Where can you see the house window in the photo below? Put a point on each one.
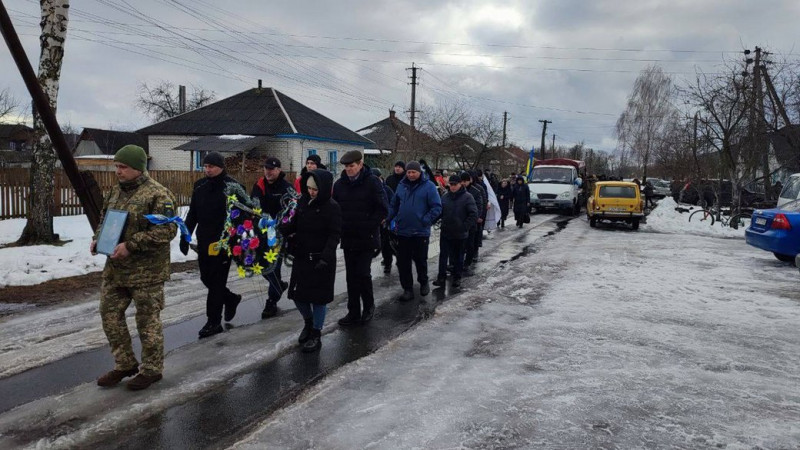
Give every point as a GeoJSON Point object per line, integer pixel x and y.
{"type": "Point", "coordinates": [198, 160]}
{"type": "Point", "coordinates": [333, 159]}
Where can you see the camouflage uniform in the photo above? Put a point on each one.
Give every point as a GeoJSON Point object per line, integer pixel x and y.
{"type": "Point", "coordinates": [139, 277]}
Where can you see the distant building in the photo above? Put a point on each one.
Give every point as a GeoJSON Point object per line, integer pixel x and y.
{"type": "Point", "coordinates": [256, 123]}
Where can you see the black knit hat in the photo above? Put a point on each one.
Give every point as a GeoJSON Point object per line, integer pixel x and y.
{"type": "Point", "coordinates": [315, 159]}
{"type": "Point", "coordinates": [214, 159]}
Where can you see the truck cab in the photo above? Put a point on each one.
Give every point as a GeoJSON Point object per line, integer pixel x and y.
{"type": "Point", "coordinates": [557, 184]}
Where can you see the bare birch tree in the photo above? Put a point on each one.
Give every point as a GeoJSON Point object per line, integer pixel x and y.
{"type": "Point", "coordinates": [648, 115]}
{"type": "Point", "coordinates": [39, 227]}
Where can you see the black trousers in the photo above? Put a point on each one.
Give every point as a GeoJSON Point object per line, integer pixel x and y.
{"type": "Point", "coordinates": [451, 250]}
{"type": "Point", "coordinates": [470, 249]}
{"type": "Point", "coordinates": [386, 248]}
{"type": "Point", "coordinates": [412, 249]}
{"type": "Point", "coordinates": [214, 275]}
{"type": "Point", "coordinates": [359, 280]}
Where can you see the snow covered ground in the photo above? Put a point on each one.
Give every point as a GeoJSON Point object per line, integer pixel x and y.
{"type": "Point", "coordinates": [586, 338]}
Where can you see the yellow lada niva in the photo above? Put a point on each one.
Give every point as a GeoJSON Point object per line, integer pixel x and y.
{"type": "Point", "coordinates": [615, 201]}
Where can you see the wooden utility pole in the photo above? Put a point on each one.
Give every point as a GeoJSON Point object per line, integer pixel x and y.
{"type": "Point", "coordinates": [505, 119]}
{"type": "Point", "coordinates": [544, 132]}
{"type": "Point", "coordinates": [414, 84]}
{"type": "Point", "coordinates": [84, 184]}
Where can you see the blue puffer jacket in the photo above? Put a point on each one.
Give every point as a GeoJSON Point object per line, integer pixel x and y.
{"type": "Point", "coordinates": [414, 207]}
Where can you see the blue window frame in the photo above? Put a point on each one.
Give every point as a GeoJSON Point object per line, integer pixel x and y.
{"type": "Point", "coordinates": [198, 160]}
{"type": "Point", "coordinates": [333, 159]}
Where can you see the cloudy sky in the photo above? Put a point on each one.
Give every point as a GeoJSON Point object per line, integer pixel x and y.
{"type": "Point", "coordinates": [569, 61]}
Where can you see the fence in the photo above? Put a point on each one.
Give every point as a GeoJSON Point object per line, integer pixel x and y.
{"type": "Point", "coordinates": [15, 189]}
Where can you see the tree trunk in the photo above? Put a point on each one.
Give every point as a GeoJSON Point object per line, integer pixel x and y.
{"type": "Point", "coordinates": [39, 228]}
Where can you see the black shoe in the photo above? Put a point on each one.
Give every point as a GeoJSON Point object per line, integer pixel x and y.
{"type": "Point", "coordinates": [230, 308]}
{"type": "Point", "coordinates": [424, 289]}
{"type": "Point", "coordinates": [306, 333]}
{"type": "Point", "coordinates": [314, 342]}
{"type": "Point", "coordinates": [270, 310]}
{"type": "Point", "coordinates": [367, 314]}
{"type": "Point", "coordinates": [210, 329]}
{"type": "Point", "coordinates": [350, 320]}
{"type": "Point", "coordinates": [408, 295]}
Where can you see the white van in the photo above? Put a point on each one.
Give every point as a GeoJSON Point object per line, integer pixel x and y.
{"type": "Point", "coordinates": [790, 191]}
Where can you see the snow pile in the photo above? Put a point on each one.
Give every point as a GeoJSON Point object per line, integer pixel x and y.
{"type": "Point", "coordinates": [26, 266]}
{"type": "Point", "coordinates": [665, 219]}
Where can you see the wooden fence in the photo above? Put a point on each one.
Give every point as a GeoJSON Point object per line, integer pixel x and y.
{"type": "Point", "coordinates": [15, 189]}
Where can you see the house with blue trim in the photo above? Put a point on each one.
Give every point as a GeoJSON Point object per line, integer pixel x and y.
{"type": "Point", "coordinates": [255, 124]}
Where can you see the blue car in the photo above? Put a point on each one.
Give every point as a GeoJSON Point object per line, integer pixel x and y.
{"type": "Point", "coordinates": [776, 230]}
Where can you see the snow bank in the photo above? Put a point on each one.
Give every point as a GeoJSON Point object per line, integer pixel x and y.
{"type": "Point", "coordinates": [26, 266]}
{"type": "Point", "coordinates": [664, 219]}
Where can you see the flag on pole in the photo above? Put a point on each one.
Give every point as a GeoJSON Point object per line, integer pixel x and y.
{"type": "Point", "coordinates": [529, 169]}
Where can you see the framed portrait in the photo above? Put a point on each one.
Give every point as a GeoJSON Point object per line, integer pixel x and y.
{"type": "Point", "coordinates": [111, 231]}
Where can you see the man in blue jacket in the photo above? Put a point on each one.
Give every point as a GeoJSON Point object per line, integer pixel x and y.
{"type": "Point", "coordinates": [413, 209]}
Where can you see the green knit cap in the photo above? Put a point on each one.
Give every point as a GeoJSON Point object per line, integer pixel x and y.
{"type": "Point", "coordinates": [132, 156]}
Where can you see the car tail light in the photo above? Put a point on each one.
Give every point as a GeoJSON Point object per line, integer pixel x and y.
{"type": "Point", "coordinates": [780, 222]}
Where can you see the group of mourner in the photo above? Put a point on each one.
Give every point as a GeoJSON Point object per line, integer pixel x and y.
{"type": "Point", "coordinates": [360, 211]}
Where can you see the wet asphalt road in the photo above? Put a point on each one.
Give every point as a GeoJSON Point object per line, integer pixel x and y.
{"type": "Point", "coordinates": [220, 416]}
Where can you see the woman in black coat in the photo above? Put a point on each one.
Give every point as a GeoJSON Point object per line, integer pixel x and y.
{"type": "Point", "coordinates": [522, 201]}
{"type": "Point", "coordinates": [313, 235]}
{"type": "Point", "coordinates": [504, 193]}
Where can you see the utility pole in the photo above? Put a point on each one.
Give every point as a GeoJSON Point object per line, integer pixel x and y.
{"type": "Point", "coordinates": [544, 131]}
{"type": "Point", "coordinates": [414, 84]}
{"type": "Point", "coordinates": [505, 119]}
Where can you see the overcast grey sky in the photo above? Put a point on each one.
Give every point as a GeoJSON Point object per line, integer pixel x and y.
{"type": "Point", "coordinates": [572, 62]}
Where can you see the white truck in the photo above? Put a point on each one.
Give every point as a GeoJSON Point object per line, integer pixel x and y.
{"type": "Point", "coordinates": [557, 184]}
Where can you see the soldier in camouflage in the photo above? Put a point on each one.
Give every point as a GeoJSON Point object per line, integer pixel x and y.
{"type": "Point", "coordinates": [136, 270]}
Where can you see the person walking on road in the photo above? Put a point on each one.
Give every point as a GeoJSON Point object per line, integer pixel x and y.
{"type": "Point", "coordinates": [314, 234]}
{"type": "Point", "coordinates": [414, 208]}
{"type": "Point", "coordinates": [399, 172]}
{"type": "Point", "coordinates": [136, 270]}
{"type": "Point", "coordinates": [504, 194]}
{"type": "Point", "coordinates": [363, 203]}
{"type": "Point", "coordinates": [208, 212]}
{"type": "Point", "coordinates": [459, 214]}
{"type": "Point", "coordinates": [269, 191]}
{"type": "Point", "coordinates": [386, 235]}
{"type": "Point", "coordinates": [522, 201]}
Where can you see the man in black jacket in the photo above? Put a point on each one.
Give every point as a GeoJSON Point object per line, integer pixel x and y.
{"type": "Point", "coordinates": [207, 212]}
{"type": "Point", "coordinates": [364, 206]}
{"type": "Point", "coordinates": [459, 214]}
{"type": "Point", "coordinates": [269, 190]}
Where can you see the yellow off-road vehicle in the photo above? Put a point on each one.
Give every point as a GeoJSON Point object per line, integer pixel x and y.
{"type": "Point", "coordinates": [615, 201]}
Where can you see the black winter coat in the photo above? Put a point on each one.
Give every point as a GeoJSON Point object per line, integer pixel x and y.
{"type": "Point", "coordinates": [364, 206]}
{"type": "Point", "coordinates": [459, 214]}
{"type": "Point", "coordinates": [270, 194]}
{"type": "Point", "coordinates": [208, 208]}
{"type": "Point", "coordinates": [313, 235]}
{"type": "Point", "coordinates": [504, 195]}
{"type": "Point", "coordinates": [522, 198]}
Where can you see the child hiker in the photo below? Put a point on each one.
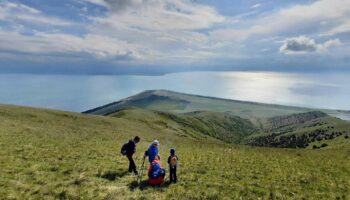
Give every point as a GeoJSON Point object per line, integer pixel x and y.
{"type": "Point", "coordinates": [172, 161]}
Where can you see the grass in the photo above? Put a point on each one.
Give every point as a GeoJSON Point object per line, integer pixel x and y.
{"type": "Point", "coordinates": [48, 154]}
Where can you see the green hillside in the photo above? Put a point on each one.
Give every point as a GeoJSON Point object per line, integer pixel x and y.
{"type": "Point", "coordinates": [223, 126]}
{"type": "Point", "coordinates": [236, 121]}
{"type": "Point", "coordinates": [304, 130]}
{"type": "Point", "coordinates": [169, 101]}
{"type": "Point", "coordinates": [47, 154]}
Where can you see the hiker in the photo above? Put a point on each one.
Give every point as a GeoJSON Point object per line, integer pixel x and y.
{"type": "Point", "coordinates": [156, 173]}
{"type": "Point", "coordinates": [172, 161]}
{"type": "Point", "coordinates": [152, 151]}
{"type": "Point", "coordinates": [130, 150]}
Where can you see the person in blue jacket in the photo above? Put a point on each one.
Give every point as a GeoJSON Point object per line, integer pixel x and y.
{"type": "Point", "coordinates": [152, 151]}
{"type": "Point", "coordinates": [130, 150]}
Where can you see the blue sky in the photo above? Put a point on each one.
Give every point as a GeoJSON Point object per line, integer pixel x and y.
{"type": "Point", "coordinates": [159, 36]}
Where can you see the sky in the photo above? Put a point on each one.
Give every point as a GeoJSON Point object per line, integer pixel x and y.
{"type": "Point", "coordinates": [160, 36]}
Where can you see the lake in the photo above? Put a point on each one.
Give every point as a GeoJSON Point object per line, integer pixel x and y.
{"type": "Point", "coordinates": [81, 92]}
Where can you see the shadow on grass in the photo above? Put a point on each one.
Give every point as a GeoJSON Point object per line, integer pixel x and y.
{"type": "Point", "coordinates": [144, 184]}
{"type": "Point", "coordinates": [112, 175]}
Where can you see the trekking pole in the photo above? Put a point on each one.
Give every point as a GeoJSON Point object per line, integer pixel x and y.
{"type": "Point", "coordinates": [139, 177]}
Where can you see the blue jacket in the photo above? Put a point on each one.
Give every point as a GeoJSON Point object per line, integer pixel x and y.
{"type": "Point", "coordinates": [131, 148]}
{"type": "Point", "coordinates": [155, 170]}
{"type": "Point", "coordinates": [152, 152]}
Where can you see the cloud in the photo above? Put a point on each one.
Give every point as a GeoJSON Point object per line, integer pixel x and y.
{"type": "Point", "coordinates": [296, 19]}
{"type": "Point", "coordinates": [18, 13]}
{"type": "Point", "coordinates": [304, 44]}
{"type": "Point", "coordinates": [256, 6]}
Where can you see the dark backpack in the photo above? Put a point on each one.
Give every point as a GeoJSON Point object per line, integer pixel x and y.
{"type": "Point", "coordinates": [124, 149]}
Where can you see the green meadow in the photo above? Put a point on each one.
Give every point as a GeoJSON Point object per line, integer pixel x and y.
{"type": "Point", "coordinates": [47, 154]}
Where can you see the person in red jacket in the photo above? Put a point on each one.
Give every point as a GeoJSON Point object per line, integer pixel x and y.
{"type": "Point", "coordinates": [156, 173]}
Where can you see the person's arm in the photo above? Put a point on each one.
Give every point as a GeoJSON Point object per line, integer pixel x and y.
{"type": "Point", "coordinates": [133, 147]}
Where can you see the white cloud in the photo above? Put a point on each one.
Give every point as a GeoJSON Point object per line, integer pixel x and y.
{"type": "Point", "coordinates": [258, 5]}
{"type": "Point", "coordinates": [17, 13]}
{"type": "Point", "coordinates": [304, 44]}
{"type": "Point", "coordinates": [287, 20]}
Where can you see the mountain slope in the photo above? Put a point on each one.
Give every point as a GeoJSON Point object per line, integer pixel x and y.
{"type": "Point", "coordinates": [168, 101]}
{"type": "Point", "coordinates": [223, 126]}
{"type": "Point", "coordinates": [312, 129]}
{"type": "Point", "coordinates": [48, 154]}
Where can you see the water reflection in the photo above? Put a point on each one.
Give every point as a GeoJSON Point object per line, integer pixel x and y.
{"type": "Point", "coordinates": [78, 93]}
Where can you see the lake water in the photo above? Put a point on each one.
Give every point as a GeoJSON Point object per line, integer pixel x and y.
{"type": "Point", "coordinates": [79, 93]}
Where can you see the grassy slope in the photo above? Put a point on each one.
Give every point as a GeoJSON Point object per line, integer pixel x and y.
{"type": "Point", "coordinates": [52, 154]}
{"type": "Point", "coordinates": [223, 126]}
{"type": "Point", "coordinates": [330, 130]}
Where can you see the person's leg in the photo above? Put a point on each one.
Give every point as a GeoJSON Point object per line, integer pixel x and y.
{"type": "Point", "coordinates": [130, 163]}
{"type": "Point", "coordinates": [171, 173]}
{"type": "Point", "coordinates": [133, 165]}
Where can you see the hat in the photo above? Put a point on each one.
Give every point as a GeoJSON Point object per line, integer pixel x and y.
{"type": "Point", "coordinates": [155, 142]}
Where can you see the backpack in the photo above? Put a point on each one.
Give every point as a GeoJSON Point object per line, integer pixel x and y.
{"type": "Point", "coordinates": [173, 161]}
{"type": "Point", "coordinates": [124, 149]}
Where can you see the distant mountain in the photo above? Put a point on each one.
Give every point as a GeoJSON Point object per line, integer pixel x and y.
{"type": "Point", "coordinates": [169, 101]}
{"type": "Point", "coordinates": [230, 120]}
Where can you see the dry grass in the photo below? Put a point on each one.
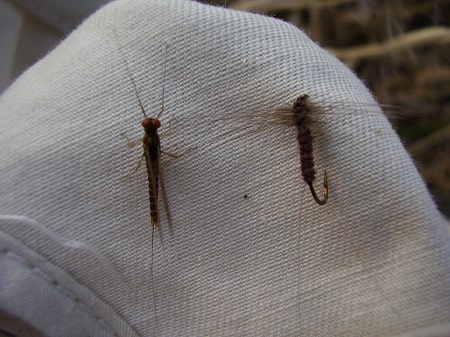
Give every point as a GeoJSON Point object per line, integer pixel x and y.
{"type": "Point", "coordinates": [401, 49]}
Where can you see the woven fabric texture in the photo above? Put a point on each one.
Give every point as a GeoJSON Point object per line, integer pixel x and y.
{"type": "Point", "coordinates": [249, 253]}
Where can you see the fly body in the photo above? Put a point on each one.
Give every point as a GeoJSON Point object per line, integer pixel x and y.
{"type": "Point", "coordinates": [301, 117]}
{"type": "Point", "coordinates": [152, 154]}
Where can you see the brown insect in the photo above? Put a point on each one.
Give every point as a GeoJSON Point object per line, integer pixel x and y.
{"type": "Point", "coordinates": [301, 115]}
{"type": "Point", "coordinates": [152, 154]}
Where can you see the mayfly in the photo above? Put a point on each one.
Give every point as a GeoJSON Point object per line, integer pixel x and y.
{"type": "Point", "coordinates": [152, 155]}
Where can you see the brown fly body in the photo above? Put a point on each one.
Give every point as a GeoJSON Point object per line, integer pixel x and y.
{"type": "Point", "coordinates": [302, 111]}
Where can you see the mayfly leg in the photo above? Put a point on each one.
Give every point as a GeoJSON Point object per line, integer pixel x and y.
{"type": "Point", "coordinates": [302, 113]}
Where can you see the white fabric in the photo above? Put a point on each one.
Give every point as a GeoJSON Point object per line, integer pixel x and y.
{"type": "Point", "coordinates": [250, 252]}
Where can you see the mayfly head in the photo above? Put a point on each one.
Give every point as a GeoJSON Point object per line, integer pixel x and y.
{"type": "Point", "coordinates": [151, 124]}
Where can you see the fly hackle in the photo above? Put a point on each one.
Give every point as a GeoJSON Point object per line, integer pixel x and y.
{"type": "Point", "coordinates": [325, 191]}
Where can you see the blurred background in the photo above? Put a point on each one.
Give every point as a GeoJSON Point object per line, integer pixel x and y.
{"type": "Point", "coordinates": [399, 48]}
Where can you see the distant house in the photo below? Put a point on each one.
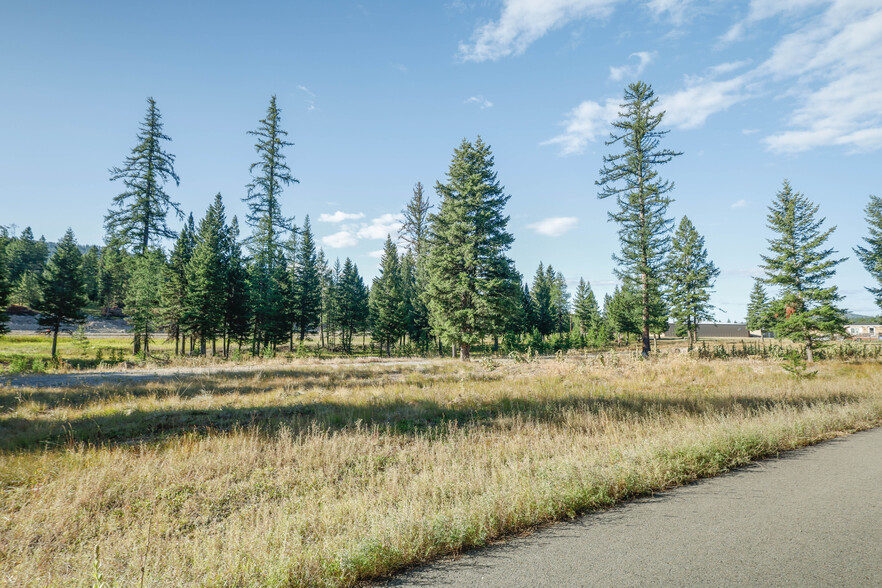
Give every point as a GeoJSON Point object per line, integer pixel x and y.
{"type": "Point", "coordinates": [712, 330]}
{"type": "Point", "coordinates": [866, 332]}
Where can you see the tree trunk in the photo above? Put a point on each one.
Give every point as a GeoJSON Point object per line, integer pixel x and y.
{"type": "Point", "coordinates": [54, 340]}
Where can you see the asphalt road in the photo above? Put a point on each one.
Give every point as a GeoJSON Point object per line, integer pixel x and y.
{"type": "Point", "coordinates": [812, 517]}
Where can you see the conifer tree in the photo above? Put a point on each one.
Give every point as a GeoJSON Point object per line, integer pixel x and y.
{"type": "Point", "coordinates": [759, 317]}
{"type": "Point", "coordinates": [62, 294]}
{"type": "Point", "coordinates": [137, 218]}
{"type": "Point", "coordinates": [306, 286]}
{"type": "Point", "coordinates": [799, 267]}
{"type": "Point", "coordinates": [585, 307]}
{"type": "Point", "coordinates": [143, 297]}
{"type": "Point", "coordinates": [387, 300]}
{"type": "Point", "coordinates": [206, 277]}
{"type": "Point", "coordinates": [871, 255]}
{"type": "Point", "coordinates": [641, 195]}
{"type": "Point", "coordinates": [472, 283]}
{"type": "Point", "coordinates": [414, 230]}
{"type": "Point", "coordinates": [237, 313]}
{"type": "Point", "coordinates": [270, 174]}
{"type": "Point", "coordinates": [352, 304]}
{"type": "Point", "coordinates": [692, 276]}
{"type": "Point", "coordinates": [174, 285]}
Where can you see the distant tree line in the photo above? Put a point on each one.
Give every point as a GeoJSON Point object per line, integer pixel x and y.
{"type": "Point", "coordinates": [449, 287]}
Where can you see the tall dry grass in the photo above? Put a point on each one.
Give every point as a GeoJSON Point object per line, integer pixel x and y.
{"type": "Point", "coordinates": [325, 475]}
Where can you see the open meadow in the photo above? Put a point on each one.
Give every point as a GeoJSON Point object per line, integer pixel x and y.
{"type": "Point", "coordinates": [312, 472]}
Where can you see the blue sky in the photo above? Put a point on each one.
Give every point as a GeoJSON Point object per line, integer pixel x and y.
{"type": "Point", "coordinates": [376, 95]}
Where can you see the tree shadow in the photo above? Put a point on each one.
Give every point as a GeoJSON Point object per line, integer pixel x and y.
{"type": "Point", "coordinates": [425, 417]}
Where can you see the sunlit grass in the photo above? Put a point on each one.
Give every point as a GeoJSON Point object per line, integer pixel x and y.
{"type": "Point", "coordinates": [327, 473]}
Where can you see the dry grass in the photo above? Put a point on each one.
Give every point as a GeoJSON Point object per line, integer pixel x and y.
{"type": "Point", "coordinates": [328, 474]}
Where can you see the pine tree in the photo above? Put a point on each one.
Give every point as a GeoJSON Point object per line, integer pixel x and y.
{"type": "Point", "coordinates": [632, 178]}
{"type": "Point", "coordinates": [472, 284]}
{"type": "Point", "coordinates": [798, 266]}
{"type": "Point", "coordinates": [137, 218]}
{"type": "Point", "coordinates": [871, 256]}
{"type": "Point", "coordinates": [387, 300]}
{"type": "Point", "coordinates": [237, 313]}
{"type": "Point", "coordinates": [692, 276]}
{"type": "Point", "coordinates": [306, 286]}
{"type": "Point", "coordinates": [174, 285]}
{"type": "Point", "coordinates": [206, 277]}
{"type": "Point", "coordinates": [414, 231]}
{"type": "Point", "coordinates": [585, 307]}
{"type": "Point", "coordinates": [759, 317]}
{"type": "Point", "coordinates": [268, 277]}
{"type": "Point", "coordinates": [352, 304]}
{"type": "Point", "coordinates": [62, 296]}
{"type": "Point", "coordinates": [143, 297]}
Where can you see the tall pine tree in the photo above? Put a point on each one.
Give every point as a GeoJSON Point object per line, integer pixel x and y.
{"type": "Point", "coordinates": [871, 255]}
{"type": "Point", "coordinates": [270, 174]}
{"type": "Point", "coordinates": [62, 293]}
{"type": "Point", "coordinates": [692, 277]}
{"type": "Point", "coordinates": [472, 283]}
{"type": "Point", "coordinates": [641, 195]}
{"type": "Point", "coordinates": [799, 267]}
{"type": "Point", "coordinates": [137, 218]}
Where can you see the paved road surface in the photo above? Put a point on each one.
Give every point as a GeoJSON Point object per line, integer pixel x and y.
{"type": "Point", "coordinates": [810, 518]}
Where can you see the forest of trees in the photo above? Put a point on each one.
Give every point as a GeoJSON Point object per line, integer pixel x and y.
{"type": "Point", "coordinates": [449, 287]}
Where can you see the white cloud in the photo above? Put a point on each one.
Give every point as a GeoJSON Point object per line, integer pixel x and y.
{"type": "Point", "coordinates": [524, 21]}
{"type": "Point", "coordinates": [554, 226]}
{"type": "Point", "coordinates": [340, 239]}
{"type": "Point", "coordinates": [479, 100]}
{"type": "Point", "coordinates": [632, 71]}
{"type": "Point", "coordinates": [583, 124]}
{"type": "Point", "coordinates": [340, 216]}
{"type": "Point", "coordinates": [387, 224]}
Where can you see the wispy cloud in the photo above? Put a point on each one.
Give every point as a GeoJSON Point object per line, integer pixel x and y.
{"type": "Point", "coordinates": [585, 123]}
{"type": "Point", "coordinates": [631, 70]}
{"type": "Point", "coordinates": [340, 216]}
{"type": "Point", "coordinates": [479, 100]}
{"type": "Point", "coordinates": [340, 239]}
{"type": "Point", "coordinates": [554, 226]}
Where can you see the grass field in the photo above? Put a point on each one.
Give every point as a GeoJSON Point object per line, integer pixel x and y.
{"type": "Point", "coordinates": [327, 473]}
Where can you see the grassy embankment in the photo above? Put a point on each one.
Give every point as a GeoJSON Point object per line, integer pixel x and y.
{"type": "Point", "coordinates": [327, 473]}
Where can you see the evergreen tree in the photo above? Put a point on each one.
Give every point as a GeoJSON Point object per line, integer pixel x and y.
{"type": "Point", "coordinates": [113, 276]}
{"type": "Point", "coordinates": [387, 301]}
{"type": "Point", "coordinates": [758, 310]}
{"type": "Point", "coordinates": [137, 218]}
{"type": "Point", "coordinates": [206, 277]}
{"type": "Point", "coordinates": [692, 276]}
{"type": "Point", "coordinates": [90, 273]}
{"type": "Point", "coordinates": [798, 266]}
{"type": "Point", "coordinates": [143, 297]}
{"type": "Point", "coordinates": [61, 288]}
{"type": "Point", "coordinates": [472, 284]}
{"type": "Point", "coordinates": [237, 313]}
{"type": "Point", "coordinates": [414, 230]}
{"type": "Point", "coordinates": [269, 177]}
{"type": "Point", "coordinates": [25, 255]}
{"type": "Point", "coordinates": [871, 256]}
{"type": "Point", "coordinates": [352, 304]}
{"type": "Point", "coordinates": [632, 178]}
{"type": "Point", "coordinates": [586, 309]}
{"type": "Point", "coordinates": [306, 286]}
{"type": "Point", "coordinates": [543, 305]}
{"type": "Point", "coordinates": [174, 285]}
{"type": "Point", "coordinates": [5, 289]}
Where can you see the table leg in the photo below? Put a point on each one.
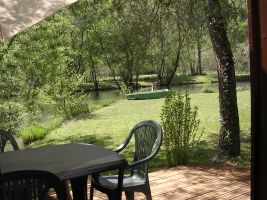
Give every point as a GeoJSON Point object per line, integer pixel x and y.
{"type": "Point", "coordinates": [120, 182]}
{"type": "Point", "coordinates": [79, 188]}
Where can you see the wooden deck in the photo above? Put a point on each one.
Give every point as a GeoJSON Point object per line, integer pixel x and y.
{"type": "Point", "coordinates": [181, 183]}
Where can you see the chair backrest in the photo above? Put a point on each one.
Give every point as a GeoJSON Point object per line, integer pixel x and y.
{"type": "Point", "coordinates": [31, 185]}
{"type": "Point", "coordinates": [148, 139]}
{"type": "Point", "coordinates": [5, 139]}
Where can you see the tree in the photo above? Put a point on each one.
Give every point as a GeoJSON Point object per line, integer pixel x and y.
{"type": "Point", "coordinates": [229, 140]}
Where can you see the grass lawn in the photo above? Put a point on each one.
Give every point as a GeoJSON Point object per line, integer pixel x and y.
{"type": "Point", "coordinates": [110, 125]}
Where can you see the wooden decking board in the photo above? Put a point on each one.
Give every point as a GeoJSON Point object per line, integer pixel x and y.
{"type": "Point", "coordinates": [186, 183]}
{"type": "Point", "coordinates": [220, 193]}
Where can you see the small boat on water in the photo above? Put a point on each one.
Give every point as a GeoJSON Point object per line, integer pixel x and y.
=====
◆ What you are asked to do
Write out again the stretch from the line containing "Where can you see the chair" through the end of the lines, requests included. Multiply every point coordinate in the answers by 0.7 and round each to a whole number, with halves rounded up.

◆ Task result
Where can you see the chair backrest in the photo above? Put a point on each one.
Give every point as a GeoJSON Point object per line, integer pixel x and y.
{"type": "Point", "coordinates": [22, 130]}
{"type": "Point", "coordinates": [104, 97]}
{"type": "Point", "coordinates": [4, 97]}
Where can you see the tree in the photo above? Put a point on each one.
Give every point as a GeoJSON Point object per line, integer pixel x and y.
{"type": "Point", "coordinates": [160, 98]}
Where can you see the grass lawn in the photo above? Put a point on each one.
Give every point as a GeoJSON Point object per line, integer pixel x and y.
{"type": "Point", "coordinates": [77, 88]}
Where can you see the wooden decking board in the photo above? Put a point on each one.
Give every point as a GeoJSON Point object per line, integer pixel x and y.
{"type": "Point", "coordinates": [130, 128]}
{"type": "Point", "coordinates": [154, 135]}
Where can you see the small boat on water in the photo above? Put a point on each one.
Give every point as a GeoJSON Point object per line, integer pixel x and y.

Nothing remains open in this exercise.